▶ **AUSZUG ZUM LESEN**
---
Einer meiner liebsten Orte ist Versailles, und ich hoffe sehr, dass ich nächstes Jahr wieder dorthin reisen kann. Bis dahin muss das Fernweh anderweitig in Schach gehalten werden, und was bietet sich da neben Filmen, Serien oder Dokumentation besser an als Bücher? Gleich zweimal ging es die vergangenen Wochen auf literarischen Ausflug nach Versailles, was einmal mehr, einmal weniger gut gelaufen ist.
Intrigen, Zukunftsmusik und Drogengeschäfte
In der nahen Zukunft von Aprilynne Pikes Glitter hat ein Konzern Versailles dem französischen Staat abgeluchst, und daraus seinen Firmenhauptsitz gemacht: Der CEO wird dabei kurzerhand zum „König“, während seine Mitarbeiter im Schloss sich kleiden und benehmen müssen wie im 18. Jahrhundert. Danica ist in dieser verkehrten Welt groß geworden, und zählt eigentlich nur noch die Tage bis zu ihrer Volljährigkeit, um Versailles endlich hinter sich lassen zu können. Dank unglücklicher Fügungen und einer ambitionierten Mutter findet sie sich aber plötzlich als Verlobte des Königs wieder. Ihr Ausweg? Möglichst schnell möglichst viel Geld zusammenbekommen, und sich den Weg in die Freiheit kaufen. Und was könnte da wohl weniger schief gehen als das Aufziehen eines Drogengeschäfts mit Make Up als Front?!
---
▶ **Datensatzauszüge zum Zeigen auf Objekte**
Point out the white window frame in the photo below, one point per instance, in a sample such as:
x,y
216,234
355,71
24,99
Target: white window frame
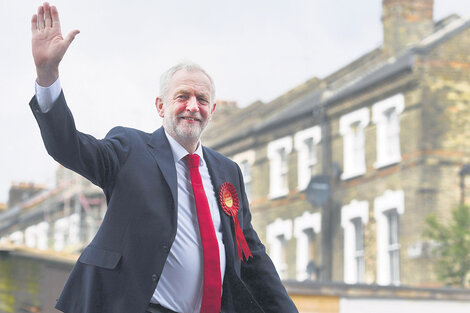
x,y
42,230
17,237
30,236
249,157
61,227
301,224
390,200
388,136
355,209
306,160
352,128
278,168
275,231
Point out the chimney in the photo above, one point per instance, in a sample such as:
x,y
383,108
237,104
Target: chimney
x,y
405,22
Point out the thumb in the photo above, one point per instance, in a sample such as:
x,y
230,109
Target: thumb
x,y
71,36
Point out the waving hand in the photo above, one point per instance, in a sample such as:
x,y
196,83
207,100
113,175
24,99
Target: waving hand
x,y
48,44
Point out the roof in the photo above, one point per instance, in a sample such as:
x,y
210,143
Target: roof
x,y
367,71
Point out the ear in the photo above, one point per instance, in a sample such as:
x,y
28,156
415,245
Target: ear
x,y
159,106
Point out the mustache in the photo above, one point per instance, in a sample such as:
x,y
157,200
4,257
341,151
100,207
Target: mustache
x,y
196,116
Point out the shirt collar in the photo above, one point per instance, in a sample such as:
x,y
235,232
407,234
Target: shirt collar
x,y
180,152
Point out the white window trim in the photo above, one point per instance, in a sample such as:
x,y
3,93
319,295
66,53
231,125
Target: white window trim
x,y
360,116
42,230
303,173
250,157
17,237
60,230
355,209
306,221
275,188
396,102
278,228
389,200
30,236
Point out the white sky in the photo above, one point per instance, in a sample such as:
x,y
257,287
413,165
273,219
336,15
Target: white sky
x,y
253,49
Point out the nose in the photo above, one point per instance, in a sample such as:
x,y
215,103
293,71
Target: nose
x,y
192,105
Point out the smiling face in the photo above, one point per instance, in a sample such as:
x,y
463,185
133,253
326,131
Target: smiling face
x,y
186,108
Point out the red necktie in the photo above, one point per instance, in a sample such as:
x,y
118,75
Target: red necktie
x,y
212,289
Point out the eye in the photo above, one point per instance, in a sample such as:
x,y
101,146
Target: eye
x,y
202,100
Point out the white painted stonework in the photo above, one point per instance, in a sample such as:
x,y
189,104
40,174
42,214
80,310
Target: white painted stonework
x,y
304,159
301,224
355,209
388,201
276,233
388,130
275,148
351,127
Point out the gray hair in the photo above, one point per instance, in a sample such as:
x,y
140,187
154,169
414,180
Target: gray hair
x,y
189,67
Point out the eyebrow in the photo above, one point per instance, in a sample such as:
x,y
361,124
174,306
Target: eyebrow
x,y
186,92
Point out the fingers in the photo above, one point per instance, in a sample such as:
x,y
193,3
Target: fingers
x,y
71,36
47,15
55,16
41,23
34,24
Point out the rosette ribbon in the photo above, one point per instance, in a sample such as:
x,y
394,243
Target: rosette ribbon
x,y
229,201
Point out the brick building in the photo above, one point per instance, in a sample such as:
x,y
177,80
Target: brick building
x,y
391,133
63,219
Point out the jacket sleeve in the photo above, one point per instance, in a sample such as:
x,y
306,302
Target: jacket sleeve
x,y
97,160
259,273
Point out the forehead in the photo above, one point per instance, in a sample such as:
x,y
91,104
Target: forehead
x,y
190,81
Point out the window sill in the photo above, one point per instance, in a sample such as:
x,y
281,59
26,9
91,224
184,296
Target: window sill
x,y
385,163
349,175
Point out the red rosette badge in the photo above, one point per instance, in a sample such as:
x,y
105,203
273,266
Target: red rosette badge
x,y
229,201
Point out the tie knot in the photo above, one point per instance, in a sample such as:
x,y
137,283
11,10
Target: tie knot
x,y
193,160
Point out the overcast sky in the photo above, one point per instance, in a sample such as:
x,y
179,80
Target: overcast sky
x,y
255,50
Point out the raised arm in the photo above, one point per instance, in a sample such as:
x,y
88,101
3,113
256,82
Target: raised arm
x,y
48,45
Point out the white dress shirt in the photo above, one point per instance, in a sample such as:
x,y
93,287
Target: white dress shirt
x,y
181,282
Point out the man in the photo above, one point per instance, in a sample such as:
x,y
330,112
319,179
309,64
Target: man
x,y
177,236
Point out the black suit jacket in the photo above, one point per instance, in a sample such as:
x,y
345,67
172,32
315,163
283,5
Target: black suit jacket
x,y
119,270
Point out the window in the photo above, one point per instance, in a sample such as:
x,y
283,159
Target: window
x,y
353,218
387,211
306,145
43,235
306,227
30,235
393,245
278,152
386,115
352,128
17,237
359,248
245,161
278,234
60,233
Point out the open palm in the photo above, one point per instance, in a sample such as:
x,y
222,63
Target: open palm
x,y
48,45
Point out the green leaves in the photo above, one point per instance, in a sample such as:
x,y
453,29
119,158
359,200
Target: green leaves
x,y
452,246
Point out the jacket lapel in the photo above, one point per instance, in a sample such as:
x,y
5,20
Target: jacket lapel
x,y
160,149
218,177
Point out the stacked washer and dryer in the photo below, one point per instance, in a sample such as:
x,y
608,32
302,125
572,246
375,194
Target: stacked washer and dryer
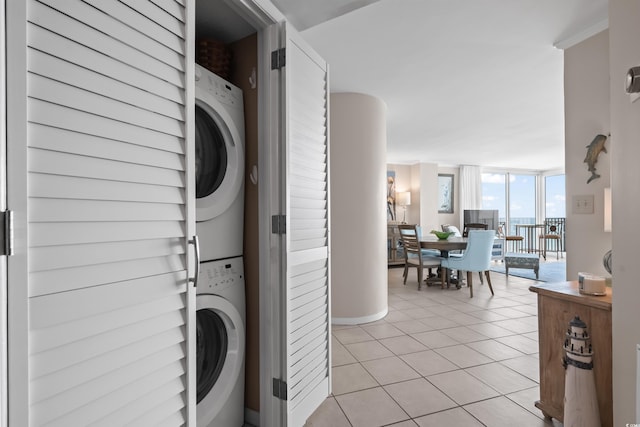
---
▶ **AUFGABE 1**
Sammle jede Zeile der Datensätze, in der die Zeichenfolge „sill“ vorkommt.
▶ **AUFGABE 2**
Führe den Text über Versailles ab seinem letzten Satz fort.
Der Text über Versailles und die Datensätze stehen in keinem Zusammenhang.

▶ **ERGEBNIS 1**
Point out the window sill in the photo above, one point per instance, in a sample such as:
Target: window sill

▶ **ERGEBNIS 2**
„You don’t know the meaning of no choice, Dani. You had your choice. And you made it. Now you have to live with it. And so does everyone else.“ | Seite 290
Glitter ist allein schon von seiner Ausgangssituation her arg abgedreht, und lädt immer wieder zwischendurch zum Kopfschütteln ein. Aber so abstrus sich das Buch teilweise auch liest, Pike nimmt ihr Konzept sowie den Leser perfekt an die Hand und entführt in die schillernde Welt von Versailles. Zwar kann man die Geschichte teilweise nicht zu Ernst nehmen, aber dafür unterhält sie köstlich! Wirklich gestört hat mich nur etwas die Liebesgeschichte, da diese zu sehr in Jugendbuchklischees abdriftet, und an ein paar Stellen Danis Naivität in Bezug auf ihr Geschäft. Drogen sind einfach keine harmlosen Dinge wie Kekse oder normale Schminke, da sollte klar sein, dass gewisse Konsequenzen vorprogrammiert sind.
Der erste Band endet an einer recht fiesen Stelle, sodass ich froh war, direkt in Shatter weiterlesen zu können. Bis auf den Epilog fügt sich darin alles ganz wunderbar zusammen und ich würde Euch die Dilogie definitiv ans Herz legen, wenn Ihr solche etwas abgedrehten Geschichten mögt. Der Pitch von „Breaking Bad meets Marie Antoinette in a near-future world“ trifft den Nagel nämlich hundertprozentig auf den Kopf!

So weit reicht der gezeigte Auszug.